TASK BRIEF: From the entries below, list each line with "rough".

(Beginning of MATERIALS PROVIDED)

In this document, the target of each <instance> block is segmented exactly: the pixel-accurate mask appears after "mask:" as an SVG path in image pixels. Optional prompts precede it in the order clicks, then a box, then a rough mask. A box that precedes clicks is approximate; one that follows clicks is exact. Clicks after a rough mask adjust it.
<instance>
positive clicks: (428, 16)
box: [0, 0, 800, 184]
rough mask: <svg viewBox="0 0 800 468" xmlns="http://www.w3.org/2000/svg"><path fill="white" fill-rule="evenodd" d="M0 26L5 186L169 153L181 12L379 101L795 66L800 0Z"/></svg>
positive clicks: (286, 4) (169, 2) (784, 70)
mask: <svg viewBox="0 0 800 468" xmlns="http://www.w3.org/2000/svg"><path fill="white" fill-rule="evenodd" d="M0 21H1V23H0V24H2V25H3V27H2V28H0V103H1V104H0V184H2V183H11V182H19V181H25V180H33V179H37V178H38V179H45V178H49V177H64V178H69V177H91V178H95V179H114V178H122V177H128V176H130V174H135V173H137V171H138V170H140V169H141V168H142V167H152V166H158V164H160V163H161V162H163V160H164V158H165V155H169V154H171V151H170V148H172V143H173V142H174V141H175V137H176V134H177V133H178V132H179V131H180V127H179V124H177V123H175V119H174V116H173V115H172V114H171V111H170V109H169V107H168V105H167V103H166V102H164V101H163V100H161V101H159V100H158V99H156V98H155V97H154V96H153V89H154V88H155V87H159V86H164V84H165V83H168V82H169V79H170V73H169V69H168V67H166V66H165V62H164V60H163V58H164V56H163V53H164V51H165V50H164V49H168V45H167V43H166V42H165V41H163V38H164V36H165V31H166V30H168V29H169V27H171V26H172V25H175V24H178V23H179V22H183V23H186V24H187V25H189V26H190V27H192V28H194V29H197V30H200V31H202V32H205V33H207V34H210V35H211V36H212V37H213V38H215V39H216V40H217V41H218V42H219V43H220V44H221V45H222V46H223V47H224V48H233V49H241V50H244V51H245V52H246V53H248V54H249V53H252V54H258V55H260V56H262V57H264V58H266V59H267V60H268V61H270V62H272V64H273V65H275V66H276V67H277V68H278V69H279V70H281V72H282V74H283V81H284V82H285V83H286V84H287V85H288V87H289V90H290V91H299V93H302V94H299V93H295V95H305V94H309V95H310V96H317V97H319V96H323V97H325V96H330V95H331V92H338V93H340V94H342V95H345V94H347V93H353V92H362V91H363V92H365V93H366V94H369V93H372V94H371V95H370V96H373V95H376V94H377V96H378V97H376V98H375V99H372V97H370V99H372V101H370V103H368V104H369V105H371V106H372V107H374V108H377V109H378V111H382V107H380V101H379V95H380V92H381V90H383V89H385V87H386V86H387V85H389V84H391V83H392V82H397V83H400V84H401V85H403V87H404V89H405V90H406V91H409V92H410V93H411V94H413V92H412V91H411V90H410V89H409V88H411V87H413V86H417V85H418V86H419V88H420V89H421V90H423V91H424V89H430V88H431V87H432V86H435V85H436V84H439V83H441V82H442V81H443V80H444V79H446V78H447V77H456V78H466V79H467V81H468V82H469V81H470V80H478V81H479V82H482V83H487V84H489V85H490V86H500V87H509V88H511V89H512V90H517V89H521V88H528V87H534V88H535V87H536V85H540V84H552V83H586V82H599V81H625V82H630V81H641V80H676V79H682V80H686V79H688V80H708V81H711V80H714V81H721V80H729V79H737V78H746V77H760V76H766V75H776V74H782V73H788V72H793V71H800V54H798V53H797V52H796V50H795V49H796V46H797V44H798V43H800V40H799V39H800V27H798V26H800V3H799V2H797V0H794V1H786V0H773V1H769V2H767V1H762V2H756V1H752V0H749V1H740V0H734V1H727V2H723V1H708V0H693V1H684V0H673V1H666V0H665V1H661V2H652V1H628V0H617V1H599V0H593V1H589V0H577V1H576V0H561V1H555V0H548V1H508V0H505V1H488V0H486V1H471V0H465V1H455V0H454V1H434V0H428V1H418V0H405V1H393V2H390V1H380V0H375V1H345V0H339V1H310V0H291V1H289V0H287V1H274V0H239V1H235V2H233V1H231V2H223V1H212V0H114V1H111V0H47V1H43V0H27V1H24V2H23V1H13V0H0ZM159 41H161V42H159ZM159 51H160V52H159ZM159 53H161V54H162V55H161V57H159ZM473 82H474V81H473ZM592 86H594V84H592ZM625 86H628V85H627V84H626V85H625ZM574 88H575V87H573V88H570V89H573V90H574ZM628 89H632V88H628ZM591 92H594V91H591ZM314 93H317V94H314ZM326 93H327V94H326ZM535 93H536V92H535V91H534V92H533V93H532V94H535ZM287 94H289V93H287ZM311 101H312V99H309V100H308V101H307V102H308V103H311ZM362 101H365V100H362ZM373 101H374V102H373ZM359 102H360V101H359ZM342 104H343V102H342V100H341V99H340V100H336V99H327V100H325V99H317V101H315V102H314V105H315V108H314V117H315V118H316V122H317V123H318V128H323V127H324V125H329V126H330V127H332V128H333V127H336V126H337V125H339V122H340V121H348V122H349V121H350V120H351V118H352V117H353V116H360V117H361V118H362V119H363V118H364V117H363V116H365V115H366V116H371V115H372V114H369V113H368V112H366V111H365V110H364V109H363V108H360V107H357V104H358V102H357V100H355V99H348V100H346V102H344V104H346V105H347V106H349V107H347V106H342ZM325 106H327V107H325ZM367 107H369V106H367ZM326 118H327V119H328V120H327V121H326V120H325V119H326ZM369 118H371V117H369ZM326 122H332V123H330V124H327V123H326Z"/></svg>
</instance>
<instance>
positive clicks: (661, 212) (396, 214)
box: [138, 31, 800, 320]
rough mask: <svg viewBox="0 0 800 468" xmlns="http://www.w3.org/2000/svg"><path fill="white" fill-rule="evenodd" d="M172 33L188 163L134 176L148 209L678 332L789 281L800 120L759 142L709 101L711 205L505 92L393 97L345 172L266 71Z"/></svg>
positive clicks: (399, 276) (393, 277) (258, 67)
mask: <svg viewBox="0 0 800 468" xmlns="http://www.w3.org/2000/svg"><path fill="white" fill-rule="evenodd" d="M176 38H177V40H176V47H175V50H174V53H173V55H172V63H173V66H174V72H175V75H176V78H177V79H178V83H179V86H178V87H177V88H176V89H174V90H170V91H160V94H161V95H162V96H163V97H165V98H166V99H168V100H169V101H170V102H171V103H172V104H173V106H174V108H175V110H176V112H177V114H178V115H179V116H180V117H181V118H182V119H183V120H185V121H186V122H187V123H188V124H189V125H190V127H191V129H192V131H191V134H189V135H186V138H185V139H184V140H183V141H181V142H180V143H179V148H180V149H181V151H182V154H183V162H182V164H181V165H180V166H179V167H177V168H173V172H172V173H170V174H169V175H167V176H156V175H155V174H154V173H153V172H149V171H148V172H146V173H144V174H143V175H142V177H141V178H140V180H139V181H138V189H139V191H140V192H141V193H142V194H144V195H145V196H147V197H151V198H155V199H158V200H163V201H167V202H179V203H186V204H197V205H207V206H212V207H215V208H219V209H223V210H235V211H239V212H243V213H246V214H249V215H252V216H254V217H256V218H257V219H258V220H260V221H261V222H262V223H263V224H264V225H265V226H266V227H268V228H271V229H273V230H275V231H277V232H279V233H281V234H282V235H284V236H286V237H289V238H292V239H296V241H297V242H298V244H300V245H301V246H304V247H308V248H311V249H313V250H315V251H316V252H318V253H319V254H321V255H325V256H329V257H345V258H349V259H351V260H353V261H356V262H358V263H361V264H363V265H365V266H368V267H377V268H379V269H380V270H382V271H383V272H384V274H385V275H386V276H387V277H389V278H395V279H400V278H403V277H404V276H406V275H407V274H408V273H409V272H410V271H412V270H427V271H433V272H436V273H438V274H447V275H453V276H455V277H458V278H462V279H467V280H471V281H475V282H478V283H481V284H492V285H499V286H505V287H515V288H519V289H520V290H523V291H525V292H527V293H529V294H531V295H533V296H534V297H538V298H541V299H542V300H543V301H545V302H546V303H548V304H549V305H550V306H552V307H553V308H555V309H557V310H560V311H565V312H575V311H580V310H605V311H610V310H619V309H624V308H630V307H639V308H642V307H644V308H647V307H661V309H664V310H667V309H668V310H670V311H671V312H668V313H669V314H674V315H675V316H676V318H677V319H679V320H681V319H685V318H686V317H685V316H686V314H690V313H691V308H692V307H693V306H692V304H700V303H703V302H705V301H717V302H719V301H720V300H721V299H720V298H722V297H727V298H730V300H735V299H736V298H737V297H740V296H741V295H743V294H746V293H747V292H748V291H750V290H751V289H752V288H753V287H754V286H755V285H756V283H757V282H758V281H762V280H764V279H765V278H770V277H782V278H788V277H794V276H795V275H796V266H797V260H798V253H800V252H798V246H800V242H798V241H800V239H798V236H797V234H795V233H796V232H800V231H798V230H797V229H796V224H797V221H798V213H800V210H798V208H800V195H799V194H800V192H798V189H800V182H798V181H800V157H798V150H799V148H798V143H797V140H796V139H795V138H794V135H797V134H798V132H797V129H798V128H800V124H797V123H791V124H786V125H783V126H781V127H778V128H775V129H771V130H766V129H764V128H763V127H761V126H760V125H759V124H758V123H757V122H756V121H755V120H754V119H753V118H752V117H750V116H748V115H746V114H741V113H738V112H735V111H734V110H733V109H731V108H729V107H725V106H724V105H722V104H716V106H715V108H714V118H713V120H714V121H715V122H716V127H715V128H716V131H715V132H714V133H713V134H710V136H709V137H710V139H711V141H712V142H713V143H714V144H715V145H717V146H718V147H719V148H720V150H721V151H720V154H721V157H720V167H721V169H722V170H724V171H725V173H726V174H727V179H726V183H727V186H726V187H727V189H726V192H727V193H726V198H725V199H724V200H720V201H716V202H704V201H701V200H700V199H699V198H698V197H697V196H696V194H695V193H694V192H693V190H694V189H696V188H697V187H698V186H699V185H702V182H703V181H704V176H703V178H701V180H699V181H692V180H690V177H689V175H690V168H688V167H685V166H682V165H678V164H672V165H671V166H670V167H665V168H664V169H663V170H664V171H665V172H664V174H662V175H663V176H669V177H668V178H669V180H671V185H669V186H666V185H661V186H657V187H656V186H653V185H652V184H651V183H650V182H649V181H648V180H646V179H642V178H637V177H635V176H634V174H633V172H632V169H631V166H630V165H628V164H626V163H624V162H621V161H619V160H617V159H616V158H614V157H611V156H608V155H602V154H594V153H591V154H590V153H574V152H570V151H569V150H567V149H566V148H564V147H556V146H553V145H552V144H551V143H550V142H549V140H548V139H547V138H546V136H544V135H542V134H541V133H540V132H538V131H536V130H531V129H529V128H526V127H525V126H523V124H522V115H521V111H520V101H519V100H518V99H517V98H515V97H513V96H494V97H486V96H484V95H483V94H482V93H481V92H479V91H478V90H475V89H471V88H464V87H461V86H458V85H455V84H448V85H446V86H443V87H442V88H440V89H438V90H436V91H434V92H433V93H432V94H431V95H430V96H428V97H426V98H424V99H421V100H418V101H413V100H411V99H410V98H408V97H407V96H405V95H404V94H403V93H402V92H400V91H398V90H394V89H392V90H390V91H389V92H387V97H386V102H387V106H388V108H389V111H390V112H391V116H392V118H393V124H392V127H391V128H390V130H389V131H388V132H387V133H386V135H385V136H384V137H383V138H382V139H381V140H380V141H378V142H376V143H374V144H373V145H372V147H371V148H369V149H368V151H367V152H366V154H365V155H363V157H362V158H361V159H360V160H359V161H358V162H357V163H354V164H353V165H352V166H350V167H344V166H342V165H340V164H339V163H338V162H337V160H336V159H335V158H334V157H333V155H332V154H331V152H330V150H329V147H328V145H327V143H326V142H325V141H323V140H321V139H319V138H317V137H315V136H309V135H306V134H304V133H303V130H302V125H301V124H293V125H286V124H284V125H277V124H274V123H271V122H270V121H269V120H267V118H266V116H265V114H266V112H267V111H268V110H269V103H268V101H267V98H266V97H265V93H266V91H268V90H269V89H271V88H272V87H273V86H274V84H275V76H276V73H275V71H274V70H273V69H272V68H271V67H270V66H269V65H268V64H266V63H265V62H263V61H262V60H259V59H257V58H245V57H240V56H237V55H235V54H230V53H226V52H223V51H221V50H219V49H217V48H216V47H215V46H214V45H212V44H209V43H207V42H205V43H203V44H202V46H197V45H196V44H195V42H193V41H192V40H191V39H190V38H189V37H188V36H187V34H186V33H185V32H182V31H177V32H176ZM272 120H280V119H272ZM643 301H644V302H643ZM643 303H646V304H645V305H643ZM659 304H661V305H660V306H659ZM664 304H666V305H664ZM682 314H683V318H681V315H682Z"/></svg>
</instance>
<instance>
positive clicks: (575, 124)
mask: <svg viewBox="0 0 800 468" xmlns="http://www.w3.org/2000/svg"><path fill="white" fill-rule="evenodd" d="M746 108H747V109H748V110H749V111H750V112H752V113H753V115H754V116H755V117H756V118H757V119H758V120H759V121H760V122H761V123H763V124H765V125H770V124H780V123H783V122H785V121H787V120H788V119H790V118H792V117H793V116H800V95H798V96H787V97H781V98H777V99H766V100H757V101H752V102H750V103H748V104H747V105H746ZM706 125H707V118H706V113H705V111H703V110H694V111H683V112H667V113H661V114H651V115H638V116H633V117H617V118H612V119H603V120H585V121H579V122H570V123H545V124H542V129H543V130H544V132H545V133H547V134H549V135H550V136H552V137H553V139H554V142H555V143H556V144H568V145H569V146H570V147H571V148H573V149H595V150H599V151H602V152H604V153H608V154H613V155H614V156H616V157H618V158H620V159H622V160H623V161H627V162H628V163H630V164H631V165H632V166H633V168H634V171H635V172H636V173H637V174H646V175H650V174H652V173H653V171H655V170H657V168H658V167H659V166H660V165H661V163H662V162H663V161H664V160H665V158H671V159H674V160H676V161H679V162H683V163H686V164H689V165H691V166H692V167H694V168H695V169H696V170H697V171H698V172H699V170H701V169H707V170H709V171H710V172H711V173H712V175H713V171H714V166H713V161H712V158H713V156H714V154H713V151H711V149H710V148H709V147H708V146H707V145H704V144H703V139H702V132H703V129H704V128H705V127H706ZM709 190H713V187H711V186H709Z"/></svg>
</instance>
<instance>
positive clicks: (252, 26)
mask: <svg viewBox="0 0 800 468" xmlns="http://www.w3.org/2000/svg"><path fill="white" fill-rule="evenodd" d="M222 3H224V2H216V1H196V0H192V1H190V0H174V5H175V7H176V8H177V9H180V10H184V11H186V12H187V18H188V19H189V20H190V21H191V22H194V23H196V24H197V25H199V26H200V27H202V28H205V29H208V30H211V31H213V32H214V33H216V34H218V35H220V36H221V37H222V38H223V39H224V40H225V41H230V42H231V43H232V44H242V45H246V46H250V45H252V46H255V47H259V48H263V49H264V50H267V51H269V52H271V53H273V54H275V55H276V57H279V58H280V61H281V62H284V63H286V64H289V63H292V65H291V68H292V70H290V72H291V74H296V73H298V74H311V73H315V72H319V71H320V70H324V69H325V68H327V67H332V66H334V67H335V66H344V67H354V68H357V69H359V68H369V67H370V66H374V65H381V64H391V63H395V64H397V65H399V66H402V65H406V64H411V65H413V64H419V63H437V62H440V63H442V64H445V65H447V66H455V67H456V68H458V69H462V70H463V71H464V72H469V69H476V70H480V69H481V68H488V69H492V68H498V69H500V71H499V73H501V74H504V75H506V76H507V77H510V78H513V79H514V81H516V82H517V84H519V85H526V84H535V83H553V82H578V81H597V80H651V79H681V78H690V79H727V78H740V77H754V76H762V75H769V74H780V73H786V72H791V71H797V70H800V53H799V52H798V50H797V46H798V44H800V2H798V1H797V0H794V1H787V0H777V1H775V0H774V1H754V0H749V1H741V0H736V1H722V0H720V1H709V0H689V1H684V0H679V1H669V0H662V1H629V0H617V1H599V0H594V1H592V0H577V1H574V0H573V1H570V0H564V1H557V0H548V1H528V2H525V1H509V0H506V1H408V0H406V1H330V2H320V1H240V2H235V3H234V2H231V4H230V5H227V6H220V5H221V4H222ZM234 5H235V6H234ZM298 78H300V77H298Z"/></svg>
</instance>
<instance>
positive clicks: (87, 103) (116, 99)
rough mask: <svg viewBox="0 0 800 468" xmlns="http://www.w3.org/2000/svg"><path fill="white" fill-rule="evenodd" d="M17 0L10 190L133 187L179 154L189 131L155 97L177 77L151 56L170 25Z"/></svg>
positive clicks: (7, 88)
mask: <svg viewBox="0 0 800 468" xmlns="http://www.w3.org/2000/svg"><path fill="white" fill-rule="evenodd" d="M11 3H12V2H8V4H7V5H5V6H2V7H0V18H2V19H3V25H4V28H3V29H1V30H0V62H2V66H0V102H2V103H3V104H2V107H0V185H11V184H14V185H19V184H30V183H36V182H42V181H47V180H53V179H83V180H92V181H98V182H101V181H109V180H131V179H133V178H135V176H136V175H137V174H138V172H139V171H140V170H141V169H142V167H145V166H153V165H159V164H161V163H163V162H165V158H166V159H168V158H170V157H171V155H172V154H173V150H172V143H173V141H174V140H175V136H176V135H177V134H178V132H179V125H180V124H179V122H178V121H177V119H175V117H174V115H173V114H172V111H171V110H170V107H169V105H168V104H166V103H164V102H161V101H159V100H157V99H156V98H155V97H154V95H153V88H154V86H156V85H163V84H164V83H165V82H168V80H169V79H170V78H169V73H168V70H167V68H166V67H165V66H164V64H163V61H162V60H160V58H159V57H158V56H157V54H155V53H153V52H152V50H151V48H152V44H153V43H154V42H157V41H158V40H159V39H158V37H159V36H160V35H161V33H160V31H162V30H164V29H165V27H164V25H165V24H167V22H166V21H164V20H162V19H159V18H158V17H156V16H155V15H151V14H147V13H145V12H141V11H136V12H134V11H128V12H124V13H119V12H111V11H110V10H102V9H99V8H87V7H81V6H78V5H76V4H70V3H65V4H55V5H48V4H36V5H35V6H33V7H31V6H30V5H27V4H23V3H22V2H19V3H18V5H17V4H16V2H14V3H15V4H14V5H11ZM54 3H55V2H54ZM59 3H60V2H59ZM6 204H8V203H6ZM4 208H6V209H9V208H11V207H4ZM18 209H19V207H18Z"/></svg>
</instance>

(End of MATERIALS PROVIDED)

ANSWER TO THIS TASK:
In this document, the target of each <instance> block is segmented exactly: the pixel-accurate mask appears after "mask:" as an SVG path in image pixels. Optional prompts precede it in the order clicks, then a box, then a rough mask. A box that precedes clicks is approximate; one that follows clicks is exact. Clicks after a rough mask adjust it.
rough mask: <svg viewBox="0 0 800 468" xmlns="http://www.w3.org/2000/svg"><path fill="white" fill-rule="evenodd" d="M0 26L5 186L169 153L181 12L379 101L795 66L800 0Z"/></svg>
rough mask: <svg viewBox="0 0 800 468" xmlns="http://www.w3.org/2000/svg"><path fill="white" fill-rule="evenodd" d="M172 33L188 163L134 176L148 209L678 332L789 281L800 120L759 142L709 101L711 205L505 92L393 97L345 172L266 71Z"/></svg>
rough mask: <svg viewBox="0 0 800 468" xmlns="http://www.w3.org/2000/svg"><path fill="white" fill-rule="evenodd" d="M17 0L10 190L133 187L179 154L189 131L155 97L177 77L151 56L170 25Z"/></svg>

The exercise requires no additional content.